Give back all the data exactly as it was written.

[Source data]
= = = = = = =

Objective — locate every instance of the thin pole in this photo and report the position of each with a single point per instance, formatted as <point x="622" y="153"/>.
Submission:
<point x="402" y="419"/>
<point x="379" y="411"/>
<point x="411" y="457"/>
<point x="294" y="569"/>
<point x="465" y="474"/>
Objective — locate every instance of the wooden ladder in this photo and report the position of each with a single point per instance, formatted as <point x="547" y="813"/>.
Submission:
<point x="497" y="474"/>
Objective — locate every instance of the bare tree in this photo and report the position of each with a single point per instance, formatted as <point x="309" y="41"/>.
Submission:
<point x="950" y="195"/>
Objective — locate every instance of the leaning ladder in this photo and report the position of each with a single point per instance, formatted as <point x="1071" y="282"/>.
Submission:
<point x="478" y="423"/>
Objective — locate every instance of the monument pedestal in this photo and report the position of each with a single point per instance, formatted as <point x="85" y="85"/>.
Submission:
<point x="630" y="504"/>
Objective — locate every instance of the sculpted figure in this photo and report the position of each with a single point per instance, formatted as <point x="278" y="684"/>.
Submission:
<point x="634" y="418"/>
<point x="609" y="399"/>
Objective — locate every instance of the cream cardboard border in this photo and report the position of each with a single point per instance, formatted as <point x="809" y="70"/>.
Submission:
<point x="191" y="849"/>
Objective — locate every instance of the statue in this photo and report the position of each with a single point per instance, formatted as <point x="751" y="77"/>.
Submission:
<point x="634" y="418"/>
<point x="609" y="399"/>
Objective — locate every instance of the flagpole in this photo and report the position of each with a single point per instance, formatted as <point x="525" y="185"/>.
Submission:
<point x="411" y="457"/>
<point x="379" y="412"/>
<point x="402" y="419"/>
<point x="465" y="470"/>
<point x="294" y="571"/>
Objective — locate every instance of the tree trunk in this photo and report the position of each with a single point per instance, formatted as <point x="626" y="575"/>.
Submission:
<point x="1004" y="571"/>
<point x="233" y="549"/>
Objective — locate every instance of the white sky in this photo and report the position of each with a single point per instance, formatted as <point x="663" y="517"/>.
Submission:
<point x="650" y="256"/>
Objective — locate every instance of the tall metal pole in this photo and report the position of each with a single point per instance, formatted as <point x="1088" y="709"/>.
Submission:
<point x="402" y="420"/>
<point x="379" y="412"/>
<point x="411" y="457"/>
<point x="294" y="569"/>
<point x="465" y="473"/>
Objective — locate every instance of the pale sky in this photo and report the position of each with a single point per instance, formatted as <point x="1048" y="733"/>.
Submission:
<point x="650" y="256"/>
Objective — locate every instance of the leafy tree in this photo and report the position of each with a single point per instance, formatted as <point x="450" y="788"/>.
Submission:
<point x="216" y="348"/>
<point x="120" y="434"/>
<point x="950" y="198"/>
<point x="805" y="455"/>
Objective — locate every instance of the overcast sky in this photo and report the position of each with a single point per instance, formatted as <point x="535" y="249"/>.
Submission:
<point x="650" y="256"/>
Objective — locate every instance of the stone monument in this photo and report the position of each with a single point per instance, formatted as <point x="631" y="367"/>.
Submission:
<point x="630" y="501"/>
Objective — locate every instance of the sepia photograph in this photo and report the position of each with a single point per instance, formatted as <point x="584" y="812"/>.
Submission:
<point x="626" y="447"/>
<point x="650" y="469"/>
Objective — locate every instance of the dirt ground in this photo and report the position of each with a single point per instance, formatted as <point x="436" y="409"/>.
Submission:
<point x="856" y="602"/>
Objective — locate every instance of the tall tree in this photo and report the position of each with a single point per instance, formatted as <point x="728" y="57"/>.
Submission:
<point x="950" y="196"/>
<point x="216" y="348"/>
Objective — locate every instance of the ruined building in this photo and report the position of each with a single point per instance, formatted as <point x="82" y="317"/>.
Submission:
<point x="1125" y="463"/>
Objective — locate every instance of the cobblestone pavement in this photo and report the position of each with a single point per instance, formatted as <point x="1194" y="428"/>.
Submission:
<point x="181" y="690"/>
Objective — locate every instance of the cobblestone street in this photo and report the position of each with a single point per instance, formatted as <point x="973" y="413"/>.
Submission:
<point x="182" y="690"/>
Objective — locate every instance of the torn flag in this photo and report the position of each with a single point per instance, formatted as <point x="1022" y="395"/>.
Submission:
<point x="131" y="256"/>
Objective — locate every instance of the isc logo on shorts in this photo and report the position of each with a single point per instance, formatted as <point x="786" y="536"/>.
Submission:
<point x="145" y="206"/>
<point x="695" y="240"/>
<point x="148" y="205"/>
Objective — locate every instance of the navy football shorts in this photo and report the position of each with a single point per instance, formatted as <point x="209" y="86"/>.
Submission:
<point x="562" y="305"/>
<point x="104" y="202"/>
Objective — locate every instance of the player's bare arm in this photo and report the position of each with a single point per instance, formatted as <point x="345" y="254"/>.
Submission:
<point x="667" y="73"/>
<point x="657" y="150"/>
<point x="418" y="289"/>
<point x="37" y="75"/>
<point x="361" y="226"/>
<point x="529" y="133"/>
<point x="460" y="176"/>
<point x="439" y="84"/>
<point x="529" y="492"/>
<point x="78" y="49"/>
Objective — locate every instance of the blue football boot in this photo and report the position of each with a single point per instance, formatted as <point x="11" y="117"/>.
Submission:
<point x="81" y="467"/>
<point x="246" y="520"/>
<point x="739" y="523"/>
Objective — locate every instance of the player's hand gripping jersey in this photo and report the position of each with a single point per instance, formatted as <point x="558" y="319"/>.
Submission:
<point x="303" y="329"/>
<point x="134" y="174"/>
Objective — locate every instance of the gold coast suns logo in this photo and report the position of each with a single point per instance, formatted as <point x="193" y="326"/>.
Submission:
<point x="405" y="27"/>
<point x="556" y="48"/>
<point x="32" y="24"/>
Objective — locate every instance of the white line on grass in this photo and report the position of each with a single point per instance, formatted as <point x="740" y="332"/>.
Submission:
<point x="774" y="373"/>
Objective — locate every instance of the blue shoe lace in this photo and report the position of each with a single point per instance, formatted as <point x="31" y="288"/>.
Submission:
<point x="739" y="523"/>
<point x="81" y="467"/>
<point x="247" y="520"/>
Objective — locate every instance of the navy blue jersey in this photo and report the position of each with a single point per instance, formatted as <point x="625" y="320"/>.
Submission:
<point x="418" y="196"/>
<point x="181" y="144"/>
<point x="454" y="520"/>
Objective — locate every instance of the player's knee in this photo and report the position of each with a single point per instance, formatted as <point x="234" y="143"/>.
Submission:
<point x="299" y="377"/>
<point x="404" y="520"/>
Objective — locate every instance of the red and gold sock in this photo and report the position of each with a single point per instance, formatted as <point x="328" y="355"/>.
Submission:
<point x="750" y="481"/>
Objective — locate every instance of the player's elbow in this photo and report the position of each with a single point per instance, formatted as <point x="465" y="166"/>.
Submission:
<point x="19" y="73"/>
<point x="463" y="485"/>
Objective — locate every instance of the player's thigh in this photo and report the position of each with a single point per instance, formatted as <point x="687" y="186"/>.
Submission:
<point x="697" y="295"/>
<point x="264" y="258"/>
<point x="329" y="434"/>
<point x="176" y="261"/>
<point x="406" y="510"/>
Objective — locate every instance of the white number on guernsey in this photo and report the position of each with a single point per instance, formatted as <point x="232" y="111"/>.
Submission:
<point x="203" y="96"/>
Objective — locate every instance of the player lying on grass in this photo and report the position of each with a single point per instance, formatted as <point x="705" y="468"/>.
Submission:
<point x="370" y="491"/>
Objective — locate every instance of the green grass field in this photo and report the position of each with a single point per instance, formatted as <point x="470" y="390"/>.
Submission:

= = = = = = =

Answer box:
Objective — locate every instance of the thin pole in this photo and report the position of each with a single point per instance, formatted as <point x="622" y="153"/>.
Submission:
<point x="402" y="419"/>
<point x="379" y="411"/>
<point x="411" y="457"/>
<point x="294" y="569"/>
<point x="465" y="474"/>
Objective — locate every instance of the wooden ladder in this photo and report the position of each with a single point per instance, formatted as <point x="547" y="813"/>.
Submission:
<point x="497" y="474"/>
Objective — locate every instance of the bare tree in this photo and report the position of each with a single point per instance, formatted as <point x="309" y="41"/>.
Submission:
<point x="950" y="195"/>
Objective — locate every instance of the leaning ladder in this photo and report the position of each with a single point per instance, formatted as <point x="1071" y="282"/>.
Submission:
<point x="478" y="423"/>
Objective — locate every instance of the monument pedestal in this photo and report the position of each with a single point per instance, formatted as <point x="85" y="85"/>.
Submission:
<point x="630" y="504"/>
Objective — locate every instance of the sculpted figure in this photo and report the position of each with a single point per instance, formatted as <point x="278" y="684"/>.
Submission:
<point x="634" y="418"/>
<point x="609" y="399"/>
Objective — locate every instance of the cream cardboard border in this photo and report the position of each with a single point per instance, formatted as <point x="809" y="70"/>.
Submission:
<point x="191" y="849"/>
Objective — locate every instance of the statue in this photo and report the position of each with a single point per instance, formatted as <point x="751" y="77"/>.
Submission:
<point x="634" y="418"/>
<point x="609" y="399"/>
Objective — locate every instance of the flagpole in this photo and report the position of each with a single point per instance, formatted as <point x="525" y="185"/>.
Submission:
<point x="411" y="457"/>
<point x="379" y="412"/>
<point x="402" y="419"/>
<point x="465" y="470"/>
<point x="294" y="571"/>
Objective — locate every instance of the tree trunk in this photo and report the position of each with a single point per instance, formatted as <point x="626" y="575"/>.
Submission:
<point x="1004" y="571"/>
<point x="233" y="549"/>
Objective — locate every instance of the white sky in this photo and report the position of each with a single point per instance, formatted as <point x="663" y="517"/>.
Submission:
<point x="650" y="256"/>
Objective — locate every instance of the tall metal pole in this photo and report the position of each with a single point per instance, formatted as <point x="1088" y="709"/>.
Submission:
<point x="402" y="420"/>
<point x="379" y="412"/>
<point x="411" y="457"/>
<point x="294" y="569"/>
<point x="465" y="473"/>
Objective — locate every instance of the pale sky in this photo and report the position of each with a single point per instance, formatted as <point x="1048" y="733"/>.
Submission:
<point x="650" y="256"/>
Objective — locate every instance of the leafy tree in this photo and report the position of each with a single point per instance, formatted as <point x="450" y="788"/>.
Submission:
<point x="216" y="348"/>
<point x="120" y="434"/>
<point x="950" y="198"/>
<point x="805" y="455"/>
Objective — locate every instance of the overcast sky in this photo and report the position of each with a single point per instance, formatted as <point x="535" y="249"/>.
Submission:
<point x="650" y="256"/>
Objective — locate every instance of the stone monument in this photo and report the position of each with a single point per instance, formatted as <point x="631" y="367"/>.
Submission:
<point x="630" y="501"/>
Objective — locate every instance of the sepia photograph in this photo and report the position of each with a single point per instance, formatted as <point x="584" y="812"/>.
Submission:
<point x="626" y="447"/>
<point x="650" y="469"/>
Objective — locate every instance of the dirt ground in this photo and report the position of each with a single point per instance, formatted as <point x="436" y="409"/>.
Submission:
<point x="856" y="602"/>
Objective — locate every instance of the tall tree in this photo and report the position of each with a single point per instance, formatted as <point x="728" y="57"/>.
Submission:
<point x="950" y="196"/>
<point x="216" y="348"/>
Objective — locate every instance of the ruined building in this photo and report the position of each with a single point per instance, formatted as <point x="82" y="317"/>.
Submission:
<point x="1125" y="463"/>
Objective — locate every instance of the cobblestone pavement in this photo and report the position of each with a single point per instance, formatted as <point x="1194" y="428"/>.
Submission:
<point x="181" y="690"/>
Objective — locate every instance of the cobblestone street in this photo and report the position of each with a single point per instance, formatted as <point x="973" y="413"/>.
Submission:
<point x="182" y="690"/>
Objective — locate every instance of the torn flag in this photo and report the position of each with a single point per instance, formatted as <point x="1022" y="395"/>.
Submission:
<point x="131" y="256"/>
Objective — locate every instance of the isc logo on shorts in this photo and report the position of each with a single point per instance, formatted as <point x="786" y="536"/>.
Submission:
<point x="145" y="206"/>
<point x="695" y="240"/>
<point x="148" y="205"/>
Objective — locate every instance of the navy football shorts in this photo and report the position of each with a single point per instance, formatted as <point x="209" y="86"/>.
Submission:
<point x="562" y="305"/>
<point x="104" y="202"/>
Objective — locate every instance of the player's bare arm in this photo and report the position of each with a single point per instance, formatted as <point x="345" y="254"/>.
Submission:
<point x="667" y="73"/>
<point x="657" y="150"/>
<point x="418" y="289"/>
<point x="37" y="75"/>
<point x="361" y="226"/>
<point x="529" y="133"/>
<point x="460" y="176"/>
<point x="439" y="84"/>
<point x="529" y="492"/>
<point x="78" y="49"/>
Objective — locate every instance of the blue football boot in this photo and report the position of each with a single point per instance, formatted as <point x="11" y="117"/>.
Submission:
<point x="81" y="467"/>
<point x="246" y="520"/>
<point x="739" y="523"/>
Objective — locate every instance of the player's hand gripping jersey in this photo and report the position of each with a single point per instance, formatted as <point x="558" y="319"/>.
Submission:
<point x="303" y="329"/>
<point x="134" y="174"/>
Objective — locate every instance of the gold coast suns logo in this photo and report the position of each with a single point per instance, formatted as <point x="193" y="326"/>.
Submission:
<point x="405" y="27"/>
<point x="556" y="48"/>
<point x="32" y="24"/>
Objective — locate every instance of the white line on grass in this photo and report the position of each with a single point per instance, formatted as <point x="740" y="332"/>.
Submission:
<point x="774" y="373"/>
Objective — locate every instance of the blue shoe lace in this photo and report the position of each with a single point per instance, formatted as <point x="31" y="288"/>.
Submission:
<point x="739" y="523"/>
<point x="81" y="467"/>
<point x="247" y="520"/>
Objective — locate every instance of the navy blue jersey in this photo and report the position of each with a single point per instance, formatted as <point x="625" y="320"/>.
Submission:
<point x="418" y="196"/>
<point x="181" y="144"/>
<point x="454" y="520"/>
Objective — locate every instance of the player's knee in this photo and report the position of each with a single point per instance, formatted as <point x="234" y="143"/>.
Submission:
<point x="299" y="377"/>
<point x="404" y="520"/>
Objective — locate every instance of the red and gold sock in this photo and report the position of each with a single point per instance, formatted as <point x="328" y="355"/>.
Submission:
<point x="750" y="481"/>
Objective — locate every instance of the player's elbow in this photo and report the position of each with a single point per instance, formatted as <point x="465" y="166"/>.
Submission:
<point x="19" y="73"/>
<point x="463" y="485"/>
Objective — locate every instance of the player's thigh in this photo and report the position of each with a single point per instance, formatted as <point x="687" y="186"/>.
Submission:
<point x="697" y="295"/>
<point x="264" y="258"/>
<point x="329" y="434"/>
<point x="176" y="261"/>
<point x="406" y="510"/>
Objective — locate every instance of the white number on guernsey in this photo and report the position of each with a single point per instance, formatted as <point x="232" y="111"/>.
Submission:
<point x="203" y="96"/>
Objective — locate every instance of the player lying on grass in this photo and report the position of each with a single point per instance, formatted as <point x="705" y="468"/>.
Submission:
<point x="370" y="491"/>
Objective — locate every instance of the green grass field in this photo and report the position of each with a single point per instance, formatted as <point x="470" y="390"/>.
Submission:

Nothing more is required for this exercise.